§ **EXCERPT**:
★ ★ ★ ★ ★
At 1:30 a.m., Win Whittaker's voice broke the bunkhouse stillness. It was the news we had prayed for: a windless starry June night, firm snow, no precipitation. "Dress light. Eat as much as you can. We'll rope up in an hour," he said.
So began Day Four of the Camp Muir Seminar, a five-day high-altitude-training program run by Rainier Mountaineering Inc. in Paradise, Wash. (206 569-2227). Such gatherings attract some 2,500 climbers each year from May to September. Since Monday, 23 of us had bunked shoulder-to-shoulder in a plywood shelter, from which we set out each morning to practice ice-climbing techniques. The spectacular l0,000-foot-high setting alone made Camp Muir worthwhile. Mt. St. Helens and Oregon's Mt. Hood poked through a white cloud layer below us. The glaciers around us opened with regular cracks and pops, and the rumble of warmed rock and snow breaking loose was a reminder of the high-peak dangers.
HIGH HOPES. We came to Muir hoping to reach Mt. Rainier's summit, 4,000 feet above us. Volatile weather had defeated several teams in the past few days. Still, we had mastered ice-ax safety, rope-climbing, crevasse rescues, and the six basic knots of mountaineering.
★ ★ ★ ★ ★
§ **RECORD EXCERPTS**:
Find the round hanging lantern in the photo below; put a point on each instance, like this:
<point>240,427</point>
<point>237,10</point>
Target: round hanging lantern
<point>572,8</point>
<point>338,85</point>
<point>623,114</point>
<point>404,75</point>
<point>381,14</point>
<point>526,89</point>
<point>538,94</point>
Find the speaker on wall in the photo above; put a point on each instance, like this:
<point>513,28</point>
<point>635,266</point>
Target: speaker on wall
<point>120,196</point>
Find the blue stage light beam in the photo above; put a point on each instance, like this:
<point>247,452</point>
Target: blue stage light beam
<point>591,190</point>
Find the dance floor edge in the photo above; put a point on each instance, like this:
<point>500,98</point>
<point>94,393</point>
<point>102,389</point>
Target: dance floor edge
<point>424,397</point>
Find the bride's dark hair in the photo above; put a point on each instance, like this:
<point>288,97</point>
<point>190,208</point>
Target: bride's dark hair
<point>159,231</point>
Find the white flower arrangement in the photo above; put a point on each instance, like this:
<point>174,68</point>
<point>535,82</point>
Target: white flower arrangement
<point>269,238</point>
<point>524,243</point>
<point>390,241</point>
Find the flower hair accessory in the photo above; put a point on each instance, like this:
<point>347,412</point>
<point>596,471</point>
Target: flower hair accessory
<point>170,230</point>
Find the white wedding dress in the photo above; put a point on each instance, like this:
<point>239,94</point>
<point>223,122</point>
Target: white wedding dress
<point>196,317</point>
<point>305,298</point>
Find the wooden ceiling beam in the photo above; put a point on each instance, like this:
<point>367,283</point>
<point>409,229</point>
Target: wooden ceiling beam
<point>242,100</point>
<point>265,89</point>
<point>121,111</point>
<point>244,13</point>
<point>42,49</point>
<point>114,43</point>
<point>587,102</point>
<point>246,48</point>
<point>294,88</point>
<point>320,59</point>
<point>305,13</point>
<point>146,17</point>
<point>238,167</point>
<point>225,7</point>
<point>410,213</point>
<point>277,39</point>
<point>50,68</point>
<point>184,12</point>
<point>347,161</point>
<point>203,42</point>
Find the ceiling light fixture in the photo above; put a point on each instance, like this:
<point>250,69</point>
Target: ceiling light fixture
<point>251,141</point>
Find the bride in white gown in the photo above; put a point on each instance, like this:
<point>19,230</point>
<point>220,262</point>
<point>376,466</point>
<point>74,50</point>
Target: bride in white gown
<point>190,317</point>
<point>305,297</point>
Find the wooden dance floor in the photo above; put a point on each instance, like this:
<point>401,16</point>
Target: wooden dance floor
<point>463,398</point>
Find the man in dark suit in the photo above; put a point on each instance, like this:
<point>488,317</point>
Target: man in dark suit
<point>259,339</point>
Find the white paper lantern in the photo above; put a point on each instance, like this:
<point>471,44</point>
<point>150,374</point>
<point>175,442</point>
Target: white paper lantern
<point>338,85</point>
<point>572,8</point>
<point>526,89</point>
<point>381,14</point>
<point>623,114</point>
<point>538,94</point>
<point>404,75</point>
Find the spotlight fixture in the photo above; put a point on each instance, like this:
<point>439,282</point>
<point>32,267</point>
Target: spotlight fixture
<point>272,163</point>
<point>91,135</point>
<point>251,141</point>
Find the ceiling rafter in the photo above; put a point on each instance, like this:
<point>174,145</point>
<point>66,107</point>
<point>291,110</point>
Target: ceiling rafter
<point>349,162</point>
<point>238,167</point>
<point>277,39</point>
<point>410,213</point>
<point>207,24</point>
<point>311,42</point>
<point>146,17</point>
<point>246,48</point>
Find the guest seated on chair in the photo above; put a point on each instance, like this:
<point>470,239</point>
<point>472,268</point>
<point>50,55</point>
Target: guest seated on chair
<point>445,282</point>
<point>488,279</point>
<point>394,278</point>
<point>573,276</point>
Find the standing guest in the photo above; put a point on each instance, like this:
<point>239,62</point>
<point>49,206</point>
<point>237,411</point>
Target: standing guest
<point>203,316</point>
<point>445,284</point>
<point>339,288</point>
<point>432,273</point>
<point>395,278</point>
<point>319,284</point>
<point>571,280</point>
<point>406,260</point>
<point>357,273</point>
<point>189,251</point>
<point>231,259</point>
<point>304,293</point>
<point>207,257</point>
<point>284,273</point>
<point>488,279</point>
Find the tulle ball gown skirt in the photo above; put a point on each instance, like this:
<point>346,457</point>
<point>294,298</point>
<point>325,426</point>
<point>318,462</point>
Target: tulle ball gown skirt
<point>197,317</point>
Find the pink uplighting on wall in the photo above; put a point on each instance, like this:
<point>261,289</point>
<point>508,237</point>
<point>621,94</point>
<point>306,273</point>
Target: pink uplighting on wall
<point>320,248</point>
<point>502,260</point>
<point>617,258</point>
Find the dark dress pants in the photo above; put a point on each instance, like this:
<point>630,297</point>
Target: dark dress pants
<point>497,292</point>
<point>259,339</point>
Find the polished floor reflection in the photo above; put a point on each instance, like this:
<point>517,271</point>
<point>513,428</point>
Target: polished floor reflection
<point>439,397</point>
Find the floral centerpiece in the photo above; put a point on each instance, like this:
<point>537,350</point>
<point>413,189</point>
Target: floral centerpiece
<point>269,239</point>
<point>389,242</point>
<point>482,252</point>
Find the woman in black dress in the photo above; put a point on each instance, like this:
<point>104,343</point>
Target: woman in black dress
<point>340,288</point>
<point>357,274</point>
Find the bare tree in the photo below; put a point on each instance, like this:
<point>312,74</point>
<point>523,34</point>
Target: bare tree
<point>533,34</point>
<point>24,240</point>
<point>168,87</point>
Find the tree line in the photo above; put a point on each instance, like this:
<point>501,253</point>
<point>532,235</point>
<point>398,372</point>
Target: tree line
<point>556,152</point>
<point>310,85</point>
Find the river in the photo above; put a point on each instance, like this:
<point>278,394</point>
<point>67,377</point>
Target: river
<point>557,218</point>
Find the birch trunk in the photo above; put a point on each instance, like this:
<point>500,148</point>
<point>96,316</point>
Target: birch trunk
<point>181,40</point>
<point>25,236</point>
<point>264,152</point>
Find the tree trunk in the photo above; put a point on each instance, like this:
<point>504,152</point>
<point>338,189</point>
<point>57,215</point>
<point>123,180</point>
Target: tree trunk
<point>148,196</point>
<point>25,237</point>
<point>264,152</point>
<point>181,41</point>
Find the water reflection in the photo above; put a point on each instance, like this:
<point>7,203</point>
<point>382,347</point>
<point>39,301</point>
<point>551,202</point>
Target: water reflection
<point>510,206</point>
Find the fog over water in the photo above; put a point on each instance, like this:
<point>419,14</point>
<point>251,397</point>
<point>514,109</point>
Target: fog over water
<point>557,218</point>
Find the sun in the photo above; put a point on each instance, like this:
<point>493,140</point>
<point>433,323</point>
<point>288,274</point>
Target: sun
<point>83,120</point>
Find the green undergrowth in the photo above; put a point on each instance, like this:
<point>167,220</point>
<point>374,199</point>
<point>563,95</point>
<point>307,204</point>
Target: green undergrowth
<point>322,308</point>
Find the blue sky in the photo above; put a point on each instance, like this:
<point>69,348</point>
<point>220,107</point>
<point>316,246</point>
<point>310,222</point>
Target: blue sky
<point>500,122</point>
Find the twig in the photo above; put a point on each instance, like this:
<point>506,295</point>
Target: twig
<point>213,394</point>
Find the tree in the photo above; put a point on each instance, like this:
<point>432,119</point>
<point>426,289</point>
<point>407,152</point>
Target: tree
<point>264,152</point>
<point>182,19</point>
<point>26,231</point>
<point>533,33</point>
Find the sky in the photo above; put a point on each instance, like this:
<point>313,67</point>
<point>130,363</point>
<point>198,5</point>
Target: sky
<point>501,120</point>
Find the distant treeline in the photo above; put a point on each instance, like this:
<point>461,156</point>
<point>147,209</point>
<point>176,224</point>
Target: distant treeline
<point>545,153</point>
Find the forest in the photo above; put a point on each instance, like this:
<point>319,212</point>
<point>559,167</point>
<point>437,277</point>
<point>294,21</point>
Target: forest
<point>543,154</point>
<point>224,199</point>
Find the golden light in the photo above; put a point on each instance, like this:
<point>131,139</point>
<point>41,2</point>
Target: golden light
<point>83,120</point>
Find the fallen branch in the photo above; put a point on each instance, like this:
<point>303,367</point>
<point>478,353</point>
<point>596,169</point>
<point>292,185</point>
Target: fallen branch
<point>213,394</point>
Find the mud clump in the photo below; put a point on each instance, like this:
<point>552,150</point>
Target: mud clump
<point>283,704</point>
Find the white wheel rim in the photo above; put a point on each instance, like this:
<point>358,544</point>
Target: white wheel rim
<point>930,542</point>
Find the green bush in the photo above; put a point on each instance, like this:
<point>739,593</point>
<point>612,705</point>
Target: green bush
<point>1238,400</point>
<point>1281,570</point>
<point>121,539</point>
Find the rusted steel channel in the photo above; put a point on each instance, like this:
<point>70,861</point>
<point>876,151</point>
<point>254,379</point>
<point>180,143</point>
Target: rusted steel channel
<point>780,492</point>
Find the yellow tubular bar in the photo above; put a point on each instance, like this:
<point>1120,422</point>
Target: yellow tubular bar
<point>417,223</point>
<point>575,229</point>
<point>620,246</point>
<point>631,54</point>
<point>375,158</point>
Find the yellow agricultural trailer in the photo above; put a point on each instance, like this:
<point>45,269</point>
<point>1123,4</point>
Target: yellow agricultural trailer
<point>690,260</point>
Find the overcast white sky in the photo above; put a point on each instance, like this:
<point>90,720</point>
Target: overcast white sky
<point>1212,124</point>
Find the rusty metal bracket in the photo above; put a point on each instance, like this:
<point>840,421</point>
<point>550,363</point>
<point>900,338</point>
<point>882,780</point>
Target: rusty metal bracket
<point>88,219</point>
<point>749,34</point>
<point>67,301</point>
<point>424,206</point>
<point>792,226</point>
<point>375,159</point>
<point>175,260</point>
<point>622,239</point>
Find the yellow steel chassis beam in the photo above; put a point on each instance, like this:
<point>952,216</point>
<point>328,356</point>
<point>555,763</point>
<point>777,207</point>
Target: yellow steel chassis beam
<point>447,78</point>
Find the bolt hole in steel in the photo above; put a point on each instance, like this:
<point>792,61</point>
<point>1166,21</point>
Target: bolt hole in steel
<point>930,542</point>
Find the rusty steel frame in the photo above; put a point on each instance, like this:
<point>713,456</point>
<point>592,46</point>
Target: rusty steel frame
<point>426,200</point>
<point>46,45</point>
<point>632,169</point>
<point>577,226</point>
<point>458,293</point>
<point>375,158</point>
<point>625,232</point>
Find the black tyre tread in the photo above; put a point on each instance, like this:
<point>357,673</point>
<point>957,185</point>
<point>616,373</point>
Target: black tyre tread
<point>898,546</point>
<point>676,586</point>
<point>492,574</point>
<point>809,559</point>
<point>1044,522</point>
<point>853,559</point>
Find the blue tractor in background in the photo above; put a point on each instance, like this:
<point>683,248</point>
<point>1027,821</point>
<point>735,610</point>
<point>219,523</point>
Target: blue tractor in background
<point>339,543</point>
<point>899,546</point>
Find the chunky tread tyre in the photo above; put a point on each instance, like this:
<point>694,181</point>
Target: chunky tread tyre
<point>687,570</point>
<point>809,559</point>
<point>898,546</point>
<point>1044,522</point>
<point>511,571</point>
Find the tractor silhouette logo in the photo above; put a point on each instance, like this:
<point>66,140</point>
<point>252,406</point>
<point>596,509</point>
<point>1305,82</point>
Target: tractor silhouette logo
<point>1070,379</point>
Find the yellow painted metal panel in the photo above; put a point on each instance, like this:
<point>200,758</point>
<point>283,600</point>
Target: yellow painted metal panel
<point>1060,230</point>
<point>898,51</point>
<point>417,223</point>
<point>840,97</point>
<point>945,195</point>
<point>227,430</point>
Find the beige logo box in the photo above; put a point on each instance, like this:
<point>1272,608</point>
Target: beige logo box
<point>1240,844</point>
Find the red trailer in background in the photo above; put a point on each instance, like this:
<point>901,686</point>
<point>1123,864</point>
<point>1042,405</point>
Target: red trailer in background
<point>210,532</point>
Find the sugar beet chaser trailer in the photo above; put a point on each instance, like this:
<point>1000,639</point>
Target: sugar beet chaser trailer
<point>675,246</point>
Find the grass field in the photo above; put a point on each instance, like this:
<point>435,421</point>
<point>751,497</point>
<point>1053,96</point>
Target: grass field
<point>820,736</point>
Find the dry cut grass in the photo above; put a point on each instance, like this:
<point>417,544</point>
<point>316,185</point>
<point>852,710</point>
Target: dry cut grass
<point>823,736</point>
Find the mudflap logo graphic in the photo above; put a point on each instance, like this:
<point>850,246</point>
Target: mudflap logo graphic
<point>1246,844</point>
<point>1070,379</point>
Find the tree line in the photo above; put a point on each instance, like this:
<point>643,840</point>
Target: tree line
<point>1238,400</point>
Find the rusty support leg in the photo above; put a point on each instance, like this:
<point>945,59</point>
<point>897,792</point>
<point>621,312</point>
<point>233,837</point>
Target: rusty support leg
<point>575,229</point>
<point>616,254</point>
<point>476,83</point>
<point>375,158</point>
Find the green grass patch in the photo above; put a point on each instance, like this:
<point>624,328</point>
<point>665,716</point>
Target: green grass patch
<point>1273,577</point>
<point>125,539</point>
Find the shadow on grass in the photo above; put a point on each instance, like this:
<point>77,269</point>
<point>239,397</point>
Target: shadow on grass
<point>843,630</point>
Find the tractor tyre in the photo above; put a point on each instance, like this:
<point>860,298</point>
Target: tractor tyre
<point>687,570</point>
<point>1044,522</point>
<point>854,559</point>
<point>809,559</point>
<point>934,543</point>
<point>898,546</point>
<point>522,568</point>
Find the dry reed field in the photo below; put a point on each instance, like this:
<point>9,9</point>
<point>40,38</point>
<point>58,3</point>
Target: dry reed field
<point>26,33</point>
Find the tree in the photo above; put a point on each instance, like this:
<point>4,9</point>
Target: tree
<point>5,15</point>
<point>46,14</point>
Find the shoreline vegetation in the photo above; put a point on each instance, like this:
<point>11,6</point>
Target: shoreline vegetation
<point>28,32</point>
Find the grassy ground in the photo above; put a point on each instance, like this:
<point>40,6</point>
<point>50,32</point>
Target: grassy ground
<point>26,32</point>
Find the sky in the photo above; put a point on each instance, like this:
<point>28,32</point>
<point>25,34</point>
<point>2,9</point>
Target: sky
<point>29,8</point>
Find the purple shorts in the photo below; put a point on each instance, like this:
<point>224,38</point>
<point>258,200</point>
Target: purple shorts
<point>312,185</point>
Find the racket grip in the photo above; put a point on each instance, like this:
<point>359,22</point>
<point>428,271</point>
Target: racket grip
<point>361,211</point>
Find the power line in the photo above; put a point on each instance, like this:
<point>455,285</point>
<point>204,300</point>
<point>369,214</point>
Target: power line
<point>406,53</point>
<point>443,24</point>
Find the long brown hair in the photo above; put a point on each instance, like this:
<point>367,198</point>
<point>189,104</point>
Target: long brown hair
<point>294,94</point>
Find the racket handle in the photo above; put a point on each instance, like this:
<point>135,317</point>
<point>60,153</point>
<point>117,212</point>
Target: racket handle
★ ★ ★ ★ ★
§ **WHAT YOU NEED TO DO**:
[A] Transcribe the Camp Muir account between "HIGH HOPES. We" and "knots of mountaineering.", inclusive.
[B] In the Camp Muir account, what does the writer say alone made the camp worthwhile? Explain in one to three sentences.

§ **SOLUTIONS BELOW**:
[A]
HIGH HOPES. We came to Muir hoping to reach Mt. Rainier's summit, 4,000 feet above us. Volatile weather had defeated several teams in the past few days. Still, we had mastered ice-ax safety, rope-climbing, crevasse rescues, and the six basic knots of mountaineering.

[B] The writer says the spectacular high-altitude setting alone made Camp Muir worthwhile. From the camp, Mt. St. Helens and Oregon's Mt. Hood poked through a white cloud layer below.